• [Stated task 1] Duplicate the location identification rows below verbatim.

• [Text section]
--
The arithmetic operations involves variety of operations on numbers like addition(+), subtraction(-), multiplication(*), division(/), modulo(%), etc. These operations are supported by every programming language on numbers. Despite using this we need to subtract 1 from the number.
For example,
Input
7
Output
6
Explanation : The number N entered is 7. Taking away 1 from N yields 6, which is the desired result. Simply keep in mind that we are not permitted to perform any mathematical operations on N.
Input
24
Output
23
Explanation : Subtracting 1 from the number N.
Let’s look at the algorithm that we can use to solve the problem without using any arithmetic operators.
Algorithm
The issue can be resolved without the use of arithmetic operators by using bit manipulation techniques that enable C++'s bitwise operators. The AND operator (and), the OR operator (|), the XOR operator (^), the NOT operator (~), the left shift operator (<<), and the right shift operator. (>>) are among the bitwise operations that can be performed in C. To handle bits in C++, we employ certain fundamental bitwise operations.
To solve the problem, this method merely employs the XOR operator and the left shift operator.
Since any number can be represented in the binary form. The binary representation of 10 will be 1010.
If we observe every number of the form $\mathrm{2^{n}}$, where n can be any positive integer can be represented as:
$\mathrm{2^n\:=\:2^{n-1}+2^{n-2}+.....+2^{0}+1}$
If the number is , the sum of all the powers of 2 starting from 0 to n-1 will give the number equals to (number-1).
--
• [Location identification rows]

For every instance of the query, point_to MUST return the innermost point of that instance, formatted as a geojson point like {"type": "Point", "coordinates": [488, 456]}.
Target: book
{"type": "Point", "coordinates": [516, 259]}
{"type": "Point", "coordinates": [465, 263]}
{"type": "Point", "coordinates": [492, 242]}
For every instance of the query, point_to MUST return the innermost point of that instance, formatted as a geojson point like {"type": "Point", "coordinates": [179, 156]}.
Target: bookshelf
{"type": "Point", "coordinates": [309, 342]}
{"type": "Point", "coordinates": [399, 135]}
--
• [Stated task 2]
Answer these questions about the subtraction text above:
(a) What output does the second example give for the input 24?
(b) Which two operators does the method use to solve the problem?
(c) What binary representation is given for 10?

• [Exercise solution 1]
For every instance of the query, point_to MUST return the innermost point of that instance, formatted as a geojson point like {"type": "Point", "coordinates": [488, 456]}.
Target: book
{"type": "Point", "coordinates": [516, 259]}
{"type": "Point", "coordinates": [465, 263]}
{"type": "Point", "coordinates": [492, 242]}
For every instance of the query, point_to MUST return the innermost point of that instance, formatted as a geojson point like {"type": "Point", "coordinates": [179, 156]}.
Target: bookshelf
{"type": "Point", "coordinates": [309, 342]}
{"type": "Point", "coordinates": [399, 135]}

• [Exercise solution 2]
(a) 23
(b) The XOR operator and the left shift operator
(c) 1010